WHAT IS NEEDED
Among the entries below, take the line with "Target: gesturing hand" and the line with "of the american", and output them and every line between them exactly, with nothing else.
[DATA FOR ANALYSIS]
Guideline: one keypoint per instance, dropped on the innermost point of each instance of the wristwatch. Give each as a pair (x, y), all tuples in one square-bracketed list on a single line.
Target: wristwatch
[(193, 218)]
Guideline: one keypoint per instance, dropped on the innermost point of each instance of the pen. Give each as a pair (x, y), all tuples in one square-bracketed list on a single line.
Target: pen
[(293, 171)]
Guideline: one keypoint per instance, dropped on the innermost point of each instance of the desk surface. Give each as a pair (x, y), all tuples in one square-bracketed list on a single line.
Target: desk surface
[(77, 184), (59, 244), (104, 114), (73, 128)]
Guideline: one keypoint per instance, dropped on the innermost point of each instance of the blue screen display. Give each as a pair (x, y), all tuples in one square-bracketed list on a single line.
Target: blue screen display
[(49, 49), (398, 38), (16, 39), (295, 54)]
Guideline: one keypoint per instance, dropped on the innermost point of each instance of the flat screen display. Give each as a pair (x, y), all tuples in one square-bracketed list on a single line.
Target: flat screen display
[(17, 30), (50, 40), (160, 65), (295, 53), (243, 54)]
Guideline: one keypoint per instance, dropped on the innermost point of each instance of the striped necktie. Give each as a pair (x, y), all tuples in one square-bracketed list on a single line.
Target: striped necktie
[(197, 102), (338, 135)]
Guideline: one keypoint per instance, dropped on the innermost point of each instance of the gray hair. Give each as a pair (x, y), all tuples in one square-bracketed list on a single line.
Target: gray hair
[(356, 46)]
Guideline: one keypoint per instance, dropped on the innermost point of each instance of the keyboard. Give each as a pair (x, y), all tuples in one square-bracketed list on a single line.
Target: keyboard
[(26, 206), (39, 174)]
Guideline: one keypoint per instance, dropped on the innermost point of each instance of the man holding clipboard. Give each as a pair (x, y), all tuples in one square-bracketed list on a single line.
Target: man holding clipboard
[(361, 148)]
[/DATA FOR ANALYSIS]
[DATA FOR ANALYSIS]
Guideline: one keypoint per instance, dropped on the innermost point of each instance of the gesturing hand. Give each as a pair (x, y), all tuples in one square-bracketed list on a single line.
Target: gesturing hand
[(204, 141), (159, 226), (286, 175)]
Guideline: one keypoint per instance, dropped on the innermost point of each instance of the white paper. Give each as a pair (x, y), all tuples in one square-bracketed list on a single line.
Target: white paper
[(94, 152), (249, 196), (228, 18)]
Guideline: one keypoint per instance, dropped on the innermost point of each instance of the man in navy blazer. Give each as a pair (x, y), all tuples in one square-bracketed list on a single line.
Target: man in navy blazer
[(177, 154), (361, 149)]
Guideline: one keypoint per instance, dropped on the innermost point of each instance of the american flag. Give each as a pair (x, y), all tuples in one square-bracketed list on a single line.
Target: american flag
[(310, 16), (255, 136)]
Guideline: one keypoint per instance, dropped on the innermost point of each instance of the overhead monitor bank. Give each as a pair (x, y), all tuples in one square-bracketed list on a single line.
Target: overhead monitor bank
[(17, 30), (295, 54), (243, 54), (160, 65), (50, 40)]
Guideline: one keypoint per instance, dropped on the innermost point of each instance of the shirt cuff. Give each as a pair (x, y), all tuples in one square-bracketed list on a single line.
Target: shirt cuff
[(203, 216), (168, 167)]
[/DATA FOR ANALYSIS]
ANSWER SECTION
Target: gesturing hand
[(204, 141), (159, 226), (286, 175)]
Guideline: one keypoint per instance, dropped on the innermost point of each instance of the white paper. Give each as a pair (x, y), all tuples in one square-bracketed list on a single line.
Target: white paper
[(94, 152), (249, 196), (228, 18)]
Guideline: one keypoint per instance, dropped on the innermost point of each instance of the man in navy blazer. Give each as a pair (x, y), all tuples in one square-bracketed list on a single line.
Target: man in navy blazer
[(177, 154), (361, 149)]
Guideline: one keypoint per instance, dropped on the innermost point of each instance of the american flag. Give each as a pair (x, y), all tuples in one square-bracketed list on a single line.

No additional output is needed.